* EXERCISE AIM:
Render the lines of the rows below as a JSON list of strings, one string per line and blank lines omitted, starting at the line that contains "Target: running board" and ending with the final line of the rows, both inclusive.
━━ EXERCISE DATA
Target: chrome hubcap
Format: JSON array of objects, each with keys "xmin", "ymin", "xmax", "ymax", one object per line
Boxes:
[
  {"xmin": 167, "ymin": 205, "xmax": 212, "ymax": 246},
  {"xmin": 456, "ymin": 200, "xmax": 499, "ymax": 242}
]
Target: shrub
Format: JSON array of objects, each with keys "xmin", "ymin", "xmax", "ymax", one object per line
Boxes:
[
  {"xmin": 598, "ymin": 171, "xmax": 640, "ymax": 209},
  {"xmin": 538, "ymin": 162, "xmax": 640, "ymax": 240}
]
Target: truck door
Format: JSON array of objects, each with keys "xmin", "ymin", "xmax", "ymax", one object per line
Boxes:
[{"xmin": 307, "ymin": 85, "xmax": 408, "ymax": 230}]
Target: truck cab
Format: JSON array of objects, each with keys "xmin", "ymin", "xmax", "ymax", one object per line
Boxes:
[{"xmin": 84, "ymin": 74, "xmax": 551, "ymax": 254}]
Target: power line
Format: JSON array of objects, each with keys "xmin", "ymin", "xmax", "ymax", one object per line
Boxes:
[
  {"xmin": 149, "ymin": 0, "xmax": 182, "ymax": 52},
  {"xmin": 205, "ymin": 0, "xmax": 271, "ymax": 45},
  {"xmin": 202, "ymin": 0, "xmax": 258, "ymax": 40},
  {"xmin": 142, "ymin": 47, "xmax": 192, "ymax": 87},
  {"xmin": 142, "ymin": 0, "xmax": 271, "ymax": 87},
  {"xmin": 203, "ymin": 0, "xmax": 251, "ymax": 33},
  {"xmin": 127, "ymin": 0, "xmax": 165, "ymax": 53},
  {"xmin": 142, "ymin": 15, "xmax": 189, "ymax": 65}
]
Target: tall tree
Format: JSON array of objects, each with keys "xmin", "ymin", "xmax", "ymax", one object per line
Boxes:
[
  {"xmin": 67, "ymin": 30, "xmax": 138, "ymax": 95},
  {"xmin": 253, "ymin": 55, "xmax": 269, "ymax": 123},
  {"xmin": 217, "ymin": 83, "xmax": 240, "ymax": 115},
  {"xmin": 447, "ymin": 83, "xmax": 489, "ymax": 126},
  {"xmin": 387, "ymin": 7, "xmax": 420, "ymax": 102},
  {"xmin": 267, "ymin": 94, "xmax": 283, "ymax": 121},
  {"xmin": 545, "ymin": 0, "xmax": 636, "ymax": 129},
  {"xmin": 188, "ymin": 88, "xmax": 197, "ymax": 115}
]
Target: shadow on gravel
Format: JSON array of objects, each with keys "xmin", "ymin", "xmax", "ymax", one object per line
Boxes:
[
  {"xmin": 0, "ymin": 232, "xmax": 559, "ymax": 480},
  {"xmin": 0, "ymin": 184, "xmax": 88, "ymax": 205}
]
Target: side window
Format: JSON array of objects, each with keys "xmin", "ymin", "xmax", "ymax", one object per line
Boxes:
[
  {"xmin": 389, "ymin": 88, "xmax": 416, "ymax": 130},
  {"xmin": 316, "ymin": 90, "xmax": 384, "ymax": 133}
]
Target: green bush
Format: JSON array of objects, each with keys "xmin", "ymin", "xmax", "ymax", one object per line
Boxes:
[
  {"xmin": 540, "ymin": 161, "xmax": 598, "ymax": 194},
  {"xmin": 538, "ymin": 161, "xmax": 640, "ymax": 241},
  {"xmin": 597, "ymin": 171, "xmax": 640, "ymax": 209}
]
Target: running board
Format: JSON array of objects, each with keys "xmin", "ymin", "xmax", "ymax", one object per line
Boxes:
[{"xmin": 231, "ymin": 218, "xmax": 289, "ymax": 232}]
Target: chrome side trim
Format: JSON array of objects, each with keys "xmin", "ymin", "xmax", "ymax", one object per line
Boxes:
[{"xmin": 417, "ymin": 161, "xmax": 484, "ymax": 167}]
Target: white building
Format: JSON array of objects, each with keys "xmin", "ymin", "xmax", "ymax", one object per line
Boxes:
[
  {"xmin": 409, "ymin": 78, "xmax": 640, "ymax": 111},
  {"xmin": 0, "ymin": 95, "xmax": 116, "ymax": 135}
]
━━━━
* WRITTEN RESPONSE:
[
  "Target: running board",
  "Format: JSON array of objects, each with keys \"xmin\", \"ymin\", \"xmax\", \"ymax\", one object per line",
  "Boxes:",
  "[{\"xmin\": 231, \"ymin\": 218, \"xmax\": 289, \"ymax\": 232}]",
  "Target: chrome side trim",
  "Format: JSON array of objects, each with keys \"xmin\", \"ymin\", \"xmax\", \"ymax\", one object per line",
  "Boxes:",
  "[{\"xmin\": 417, \"ymin\": 161, \"xmax\": 484, \"ymax\": 167}]",
  "Target: white building",
  "Format: JSON array of objects, each with keys \"xmin\", \"ymin\", \"xmax\", \"ymax\", one object per line",
  "Boxes:",
  "[",
  "  {\"xmin\": 409, \"ymin\": 78, \"xmax\": 640, \"ymax\": 111},",
  "  {\"xmin\": 0, \"ymin\": 95, \"xmax\": 116, \"ymax\": 135}",
  "]"
]